§ FILAS DE DATOS
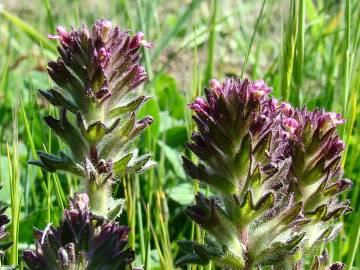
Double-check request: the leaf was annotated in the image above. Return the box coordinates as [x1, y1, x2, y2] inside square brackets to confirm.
[155, 74, 186, 119]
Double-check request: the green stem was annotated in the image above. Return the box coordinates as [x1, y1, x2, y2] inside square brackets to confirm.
[86, 181, 111, 215]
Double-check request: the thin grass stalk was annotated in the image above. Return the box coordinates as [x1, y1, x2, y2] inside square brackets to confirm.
[280, 0, 298, 101]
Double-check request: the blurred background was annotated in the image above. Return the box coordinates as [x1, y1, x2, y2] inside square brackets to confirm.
[0, 0, 360, 269]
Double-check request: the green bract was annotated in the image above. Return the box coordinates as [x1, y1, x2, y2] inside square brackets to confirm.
[31, 20, 153, 215]
[177, 79, 351, 269]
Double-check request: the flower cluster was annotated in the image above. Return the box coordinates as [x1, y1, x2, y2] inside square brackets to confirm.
[0, 186, 12, 258]
[177, 79, 351, 269]
[23, 193, 135, 270]
[31, 20, 154, 216]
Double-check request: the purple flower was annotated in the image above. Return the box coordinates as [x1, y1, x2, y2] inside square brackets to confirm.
[177, 79, 351, 270]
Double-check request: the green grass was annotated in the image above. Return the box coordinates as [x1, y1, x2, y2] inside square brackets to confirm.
[0, 0, 360, 270]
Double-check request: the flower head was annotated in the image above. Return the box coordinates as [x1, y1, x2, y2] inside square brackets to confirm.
[23, 193, 135, 270]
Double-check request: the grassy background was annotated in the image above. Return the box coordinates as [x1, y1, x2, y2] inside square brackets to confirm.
[0, 0, 360, 269]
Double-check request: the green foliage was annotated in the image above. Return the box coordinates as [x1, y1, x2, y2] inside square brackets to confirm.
[0, 0, 360, 270]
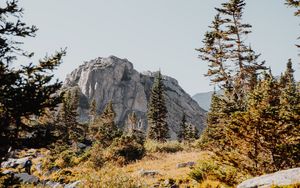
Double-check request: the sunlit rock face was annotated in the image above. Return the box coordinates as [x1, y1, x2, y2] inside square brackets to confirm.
[63, 56, 205, 139]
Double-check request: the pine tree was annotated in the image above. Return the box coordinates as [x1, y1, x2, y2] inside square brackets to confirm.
[89, 99, 97, 122]
[196, 14, 232, 89]
[91, 101, 122, 148]
[274, 60, 300, 169]
[148, 71, 169, 142]
[0, 0, 65, 144]
[198, 0, 266, 110]
[59, 90, 85, 145]
[177, 113, 187, 142]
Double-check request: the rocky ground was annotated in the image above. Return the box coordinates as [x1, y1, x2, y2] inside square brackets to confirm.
[0, 149, 300, 188]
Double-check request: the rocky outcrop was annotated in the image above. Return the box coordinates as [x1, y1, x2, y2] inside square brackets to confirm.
[64, 56, 205, 138]
[237, 168, 300, 188]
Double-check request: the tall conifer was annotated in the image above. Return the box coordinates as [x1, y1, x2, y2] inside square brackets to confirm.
[148, 71, 169, 142]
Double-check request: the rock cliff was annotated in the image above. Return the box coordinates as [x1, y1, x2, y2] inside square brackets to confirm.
[63, 56, 205, 138]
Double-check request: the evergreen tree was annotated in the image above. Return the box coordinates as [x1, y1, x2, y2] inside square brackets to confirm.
[91, 101, 122, 148]
[274, 60, 300, 169]
[58, 89, 85, 147]
[196, 14, 232, 89]
[89, 99, 97, 122]
[148, 71, 169, 142]
[198, 0, 266, 110]
[177, 113, 187, 142]
[0, 0, 65, 144]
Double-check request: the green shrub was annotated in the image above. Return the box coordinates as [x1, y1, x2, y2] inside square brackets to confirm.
[106, 135, 145, 164]
[145, 140, 183, 153]
[189, 160, 242, 186]
[88, 143, 105, 169]
[272, 183, 300, 188]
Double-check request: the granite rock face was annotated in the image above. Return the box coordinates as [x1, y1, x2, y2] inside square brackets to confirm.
[63, 56, 206, 138]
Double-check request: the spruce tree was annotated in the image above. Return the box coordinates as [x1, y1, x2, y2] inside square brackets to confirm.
[148, 71, 169, 142]
[275, 60, 300, 169]
[89, 99, 97, 122]
[91, 101, 122, 148]
[0, 0, 65, 143]
[177, 113, 187, 142]
[198, 0, 266, 110]
[59, 89, 84, 146]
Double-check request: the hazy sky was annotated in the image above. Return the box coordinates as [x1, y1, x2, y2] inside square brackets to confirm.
[20, 0, 300, 95]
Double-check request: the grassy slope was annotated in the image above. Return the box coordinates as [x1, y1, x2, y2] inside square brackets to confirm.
[123, 151, 208, 184]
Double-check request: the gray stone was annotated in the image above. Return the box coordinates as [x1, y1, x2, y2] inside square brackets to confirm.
[139, 169, 159, 176]
[1, 170, 14, 175]
[14, 173, 39, 184]
[176, 161, 196, 168]
[45, 181, 63, 188]
[35, 162, 42, 173]
[1, 157, 29, 168]
[45, 166, 60, 176]
[237, 168, 300, 188]
[63, 56, 206, 139]
[64, 180, 81, 188]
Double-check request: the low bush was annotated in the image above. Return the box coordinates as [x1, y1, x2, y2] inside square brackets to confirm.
[145, 140, 184, 153]
[189, 160, 243, 186]
[106, 135, 145, 165]
[81, 165, 146, 188]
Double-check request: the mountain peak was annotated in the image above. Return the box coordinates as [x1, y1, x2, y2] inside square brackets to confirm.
[64, 56, 205, 138]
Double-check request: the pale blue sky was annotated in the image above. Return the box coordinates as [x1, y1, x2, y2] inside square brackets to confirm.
[20, 0, 300, 95]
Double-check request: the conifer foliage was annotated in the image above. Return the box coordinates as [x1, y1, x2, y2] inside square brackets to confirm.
[199, 0, 300, 175]
[148, 71, 169, 142]
[177, 114, 199, 142]
[197, 0, 266, 108]
[90, 101, 122, 148]
[0, 0, 65, 145]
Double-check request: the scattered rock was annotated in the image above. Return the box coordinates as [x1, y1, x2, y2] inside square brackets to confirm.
[45, 166, 60, 176]
[1, 170, 14, 175]
[237, 168, 300, 188]
[64, 180, 81, 188]
[35, 162, 43, 173]
[176, 161, 196, 168]
[139, 169, 159, 176]
[45, 181, 63, 188]
[14, 173, 39, 184]
[1, 157, 29, 168]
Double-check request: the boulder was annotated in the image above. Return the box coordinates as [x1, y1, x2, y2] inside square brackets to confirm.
[63, 56, 206, 139]
[14, 173, 39, 184]
[139, 169, 159, 176]
[237, 168, 300, 188]
[45, 181, 64, 188]
[1, 170, 15, 175]
[1, 157, 29, 168]
[64, 180, 81, 188]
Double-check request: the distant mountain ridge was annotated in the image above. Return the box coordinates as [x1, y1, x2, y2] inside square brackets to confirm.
[63, 56, 206, 138]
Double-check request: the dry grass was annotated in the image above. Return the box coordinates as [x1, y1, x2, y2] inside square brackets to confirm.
[123, 151, 209, 184]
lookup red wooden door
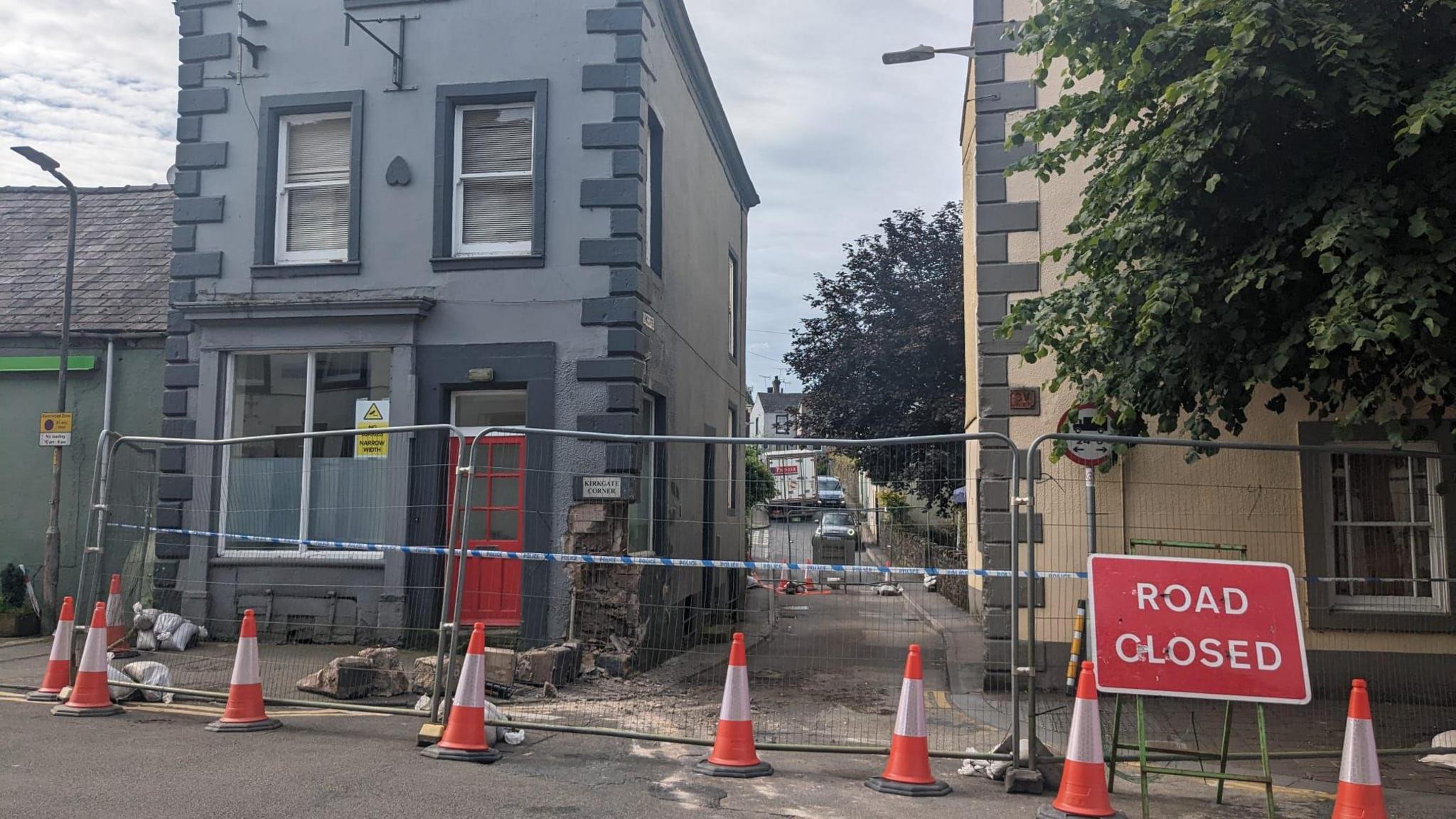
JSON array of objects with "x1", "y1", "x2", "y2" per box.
[{"x1": 449, "y1": 436, "x2": 525, "y2": 626}]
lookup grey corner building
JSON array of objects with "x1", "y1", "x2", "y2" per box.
[{"x1": 165, "y1": 0, "x2": 759, "y2": 641}]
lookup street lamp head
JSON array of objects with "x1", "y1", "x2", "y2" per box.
[
  {"x1": 10, "y1": 146, "x2": 61, "y2": 173},
  {"x1": 882, "y1": 46, "x2": 935, "y2": 65}
]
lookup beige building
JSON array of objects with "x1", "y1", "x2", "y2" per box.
[{"x1": 961, "y1": 0, "x2": 1456, "y2": 702}]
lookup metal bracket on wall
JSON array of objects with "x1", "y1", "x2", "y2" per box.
[
  {"x1": 237, "y1": 35, "x2": 268, "y2": 70},
  {"x1": 343, "y1": 11, "x2": 419, "y2": 92},
  {"x1": 203, "y1": 71, "x2": 268, "y2": 82}
]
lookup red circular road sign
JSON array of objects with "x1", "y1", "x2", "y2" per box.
[{"x1": 1057, "y1": 404, "x2": 1113, "y2": 466}]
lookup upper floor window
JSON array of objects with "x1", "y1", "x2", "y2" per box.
[
  {"x1": 453, "y1": 102, "x2": 536, "y2": 257},
  {"x1": 253, "y1": 90, "x2": 364, "y2": 277},
  {"x1": 274, "y1": 111, "x2": 351, "y2": 264},
  {"x1": 429, "y1": 80, "x2": 549, "y2": 271},
  {"x1": 218, "y1": 350, "x2": 390, "y2": 560},
  {"x1": 1327, "y1": 453, "x2": 1449, "y2": 612}
]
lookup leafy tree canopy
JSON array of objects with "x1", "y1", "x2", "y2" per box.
[
  {"x1": 1003, "y1": 0, "x2": 1456, "y2": 440},
  {"x1": 783, "y1": 203, "x2": 965, "y2": 508}
]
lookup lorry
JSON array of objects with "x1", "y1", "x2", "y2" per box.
[{"x1": 763, "y1": 449, "x2": 821, "y2": 520}]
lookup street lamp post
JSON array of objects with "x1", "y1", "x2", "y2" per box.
[
  {"x1": 881, "y1": 36, "x2": 1042, "y2": 793},
  {"x1": 10, "y1": 146, "x2": 75, "y2": 615},
  {"x1": 881, "y1": 46, "x2": 975, "y2": 65}
]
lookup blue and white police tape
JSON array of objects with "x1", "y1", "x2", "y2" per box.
[
  {"x1": 108, "y1": 523, "x2": 1456, "y2": 584},
  {"x1": 109, "y1": 523, "x2": 1086, "y2": 580}
]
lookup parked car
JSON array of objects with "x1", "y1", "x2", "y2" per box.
[
  {"x1": 817, "y1": 475, "x2": 845, "y2": 508},
  {"x1": 813, "y1": 511, "x2": 859, "y2": 564}
]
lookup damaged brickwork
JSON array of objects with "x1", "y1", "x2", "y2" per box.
[{"x1": 562, "y1": 503, "x2": 646, "y2": 676}]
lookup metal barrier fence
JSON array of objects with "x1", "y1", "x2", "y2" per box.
[{"x1": 1025, "y1": 434, "x2": 1456, "y2": 780}]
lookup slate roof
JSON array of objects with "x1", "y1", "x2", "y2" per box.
[
  {"x1": 0, "y1": 185, "x2": 172, "y2": 335},
  {"x1": 759, "y1": 392, "x2": 803, "y2": 415}
]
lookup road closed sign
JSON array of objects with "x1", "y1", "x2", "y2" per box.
[{"x1": 1088, "y1": 555, "x2": 1310, "y2": 704}]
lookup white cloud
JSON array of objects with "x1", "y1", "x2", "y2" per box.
[
  {"x1": 687, "y1": 0, "x2": 971, "y2": 389},
  {"x1": 0, "y1": 0, "x2": 178, "y2": 186},
  {"x1": 0, "y1": 0, "x2": 971, "y2": 387}
]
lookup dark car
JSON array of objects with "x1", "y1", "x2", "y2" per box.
[
  {"x1": 814, "y1": 511, "x2": 859, "y2": 564},
  {"x1": 818, "y1": 475, "x2": 845, "y2": 508}
]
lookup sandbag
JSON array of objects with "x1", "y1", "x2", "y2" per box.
[
  {"x1": 151, "y1": 612, "x2": 186, "y2": 643},
  {"x1": 161, "y1": 619, "x2": 201, "y2": 651},
  {"x1": 131, "y1": 602, "x2": 161, "y2": 631},
  {"x1": 121, "y1": 660, "x2": 172, "y2": 702},
  {"x1": 107, "y1": 663, "x2": 137, "y2": 702}
]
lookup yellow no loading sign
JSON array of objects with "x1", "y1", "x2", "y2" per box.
[
  {"x1": 354, "y1": 398, "x2": 389, "y2": 459},
  {"x1": 41, "y1": 412, "x2": 74, "y2": 446}
]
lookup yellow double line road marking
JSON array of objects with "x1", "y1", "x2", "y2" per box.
[{"x1": 0, "y1": 692, "x2": 370, "y2": 717}]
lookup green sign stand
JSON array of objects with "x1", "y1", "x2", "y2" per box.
[
  {"x1": 1106, "y1": 539, "x2": 1274, "y2": 819},
  {"x1": 1106, "y1": 694, "x2": 1274, "y2": 819}
]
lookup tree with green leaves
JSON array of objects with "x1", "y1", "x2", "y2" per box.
[
  {"x1": 1003, "y1": 0, "x2": 1456, "y2": 440},
  {"x1": 783, "y1": 203, "x2": 965, "y2": 510}
]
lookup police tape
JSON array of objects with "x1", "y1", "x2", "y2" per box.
[
  {"x1": 108, "y1": 523, "x2": 1456, "y2": 586},
  {"x1": 108, "y1": 523, "x2": 1086, "y2": 580}
]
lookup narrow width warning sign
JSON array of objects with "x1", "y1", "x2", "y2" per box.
[
  {"x1": 1088, "y1": 555, "x2": 1310, "y2": 704},
  {"x1": 354, "y1": 398, "x2": 389, "y2": 459}
]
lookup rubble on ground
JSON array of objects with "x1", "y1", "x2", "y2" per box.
[{"x1": 296, "y1": 647, "x2": 412, "y2": 700}]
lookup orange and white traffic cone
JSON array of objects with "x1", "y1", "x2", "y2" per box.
[
  {"x1": 693, "y1": 633, "x2": 773, "y2": 780},
  {"x1": 207, "y1": 609, "x2": 282, "y2": 733},
  {"x1": 419, "y1": 622, "x2": 501, "y2": 762},
  {"x1": 25, "y1": 597, "x2": 75, "y2": 702},
  {"x1": 107, "y1": 574, "x2": 137, "y2": 660},
  {"x1": 1037, "y1": 663, "x2": 1123, "y2": 819},
  {"x1": 1329, "y1": 679, "x2": 1386, "y2": 819},
  {"x1": 865, "y1": 644, "x2": 951, "y2": 796},
  {"x1": 51, "y1": 604, "x2": 122, "y2": 717}
]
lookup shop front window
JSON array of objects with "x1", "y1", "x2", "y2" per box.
[{"x1": 220, "y1": 350, "x2": 400, "y2": 557}]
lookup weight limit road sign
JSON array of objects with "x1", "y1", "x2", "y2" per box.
[
  {"x1": 1088, "y1": 555, "x2": 1310, "y2": 704},
  {"x1": 1057, "y1": 404, "x2": 1113, "y2": 466},
  {"x1": 41, "y1": 412, "x2": 73, "y2": 446}
]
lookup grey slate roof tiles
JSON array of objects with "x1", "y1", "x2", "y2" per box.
[{"x1": 0, "y1": 185, "x2": 172, "y2": 335}]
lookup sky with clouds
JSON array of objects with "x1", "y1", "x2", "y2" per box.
[{"x1": 9, "y1": 0, "x2": 971, "y2": 390}]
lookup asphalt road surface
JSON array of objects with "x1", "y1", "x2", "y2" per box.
[{"x1": 0, "y1": 694, "x2": 1450, "y2": 819}]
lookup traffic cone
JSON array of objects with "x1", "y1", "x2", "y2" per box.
[
  {"x1": 1037, "y1": 663, "x2": 1123, "y2": 819},
  {"x1": 207, "y1": 609, "x2": 282, "y2": 733},
  {"x1": 865, "y1": 644, "x2": 951, "y2": 796},
  {"x1": 25, "y1": 597, "x2": 75, "y2": 702},
  {"x1": 107, "y1": 574, "x2": 137, "y2": 660},
  {"x1": 693, "y1": 631, "x2": 773, "y2": 780},
  {"x1": 419, "y1": 622, "x2": 501, "y2": 762},
  {"x1": 1329, "y1": 679, "x2": 1386, "y2": 819},
  {"x1": 51, "y1": 604, "x2": 122, "y2": 717}
]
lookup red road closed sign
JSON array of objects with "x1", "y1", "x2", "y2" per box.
[{"x1": 1088, "y1": 555, "x2": 1310, "y2": 704}]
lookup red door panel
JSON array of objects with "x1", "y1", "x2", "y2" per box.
[{"x1": 447, "y1": 436, "x2": 525, "y2": 626}]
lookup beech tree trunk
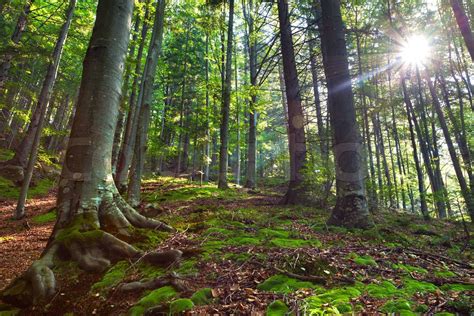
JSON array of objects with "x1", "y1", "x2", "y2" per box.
[
  {"x1": 321, "y1": 0, "x2": 373, "y2": 228},
  {"x1": 7, "y1": 0, "x2": 76, "y2": 177},
  {"x1": 449, "y1": 0, "x2": 474, "y2": 61},
  {"x1": 277, "y1": 0, "x2": 306, "y2": 204},
  {"x1": 217, "y1": 0, "x2": 234, "y2": 189},
  {"x1": 0, "y1": 0, "x2": 34, "y2": 90},
  {"x1": 1, "y1": 0, "x2": 172, "y2": 306},
  {"x1": 128, "y1": 0, "x2": 165, "y2": 206}
]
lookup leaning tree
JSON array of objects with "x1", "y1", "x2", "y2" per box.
[{"x1": 1, "y1": 0, "x2": 179, "y2": 306}]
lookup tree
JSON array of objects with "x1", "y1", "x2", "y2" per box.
[
  {"x1": 14, "y1": 0, "x2": 76, "y2": 219},
  {"x1": 218, "y1": 0, "x2": 234, "y2": 189},
  {"x1": 449, "y1": 0, "x2": 474, "y2": 61},
  {"x1": 278, "y1": 0, "x2": 306, "y2": 204},
  {"x1": 2, "y1": 0, "x2": 172, "y2": 305},
  {"x1": 321, "y1": 0, "x2": 373, "y2": 228}
]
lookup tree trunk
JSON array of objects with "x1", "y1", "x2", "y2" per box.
[
  {"x1": 218, "y1": 0, "x2": 234, "y2": 189},
  {"x1": 277, "y1": 0, "x2": 306, "y2": 204},
  {"x1": 449, "y1": 0, "x2": 474, "y2": 61},
  {"x1": 321, "y1": 0, "x2": 373, "y2": 228},
  {"x1": 115, "y1": 2, "x2": 149, "y2": 193},
  {"x1": 128, "y1": 0, "x2": 165, "y2": 206},
  {"x1": 8, "y1": 0, "x2": 76, "y2": 175},
  {"x1": 2, "y1": 0, "x2": 172, "y2": 306},
  {"x1": 0, "y1": 0, "x2": 34, "y2": 90},
  {"x1": 402, "y1": 78, "x2": 430, "y2": 220},
  {"x1": 425, "y1": 74, "x2": 474, "y2": 222}
]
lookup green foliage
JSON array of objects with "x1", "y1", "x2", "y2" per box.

§ TUS INSTRUCCIONES
Copia sin ningún cambio las filas que van desde la que contiene "Double-check request: the granite" hasta la que contiene "[123, 151, 208, 184]", incluidas las dos. No añadas ninguna otra fila.

§ TU RESPUESTA
Double-check request: the granite rock face was annotated in the image above. Return the box coordinates as [x1, y1, x2, y2] inside square brackets to confirm.
[63, 56, 206, 138]
Double-check request: the spruce tree was annotated in the image above. Return the box coordinates as [x1, y1, x2, y2] inside square brackets to confirm.
[148, 71, 169, 142]
[275, 60, 300, 169]
[89, 99, 97, 122]
[91, 101, 122, 148]
[0, 0, 65, 143]
[177, 113, 187, 142]
[198, 0, 266, 110]
[59, 89, 84, 146]
Double-check request: the hazy sky was annotated in the image above. Return the box coordinates as [x1, y1, x2, y2] inside square brackets to confirm.
[20, 0, 300, 95]
Double-check request: the grassy slope was annotated in the image above. Return the box coordinates as [x1, y1, x2, y2] inside square brackets to confirm.
[123, 151, 208, 184]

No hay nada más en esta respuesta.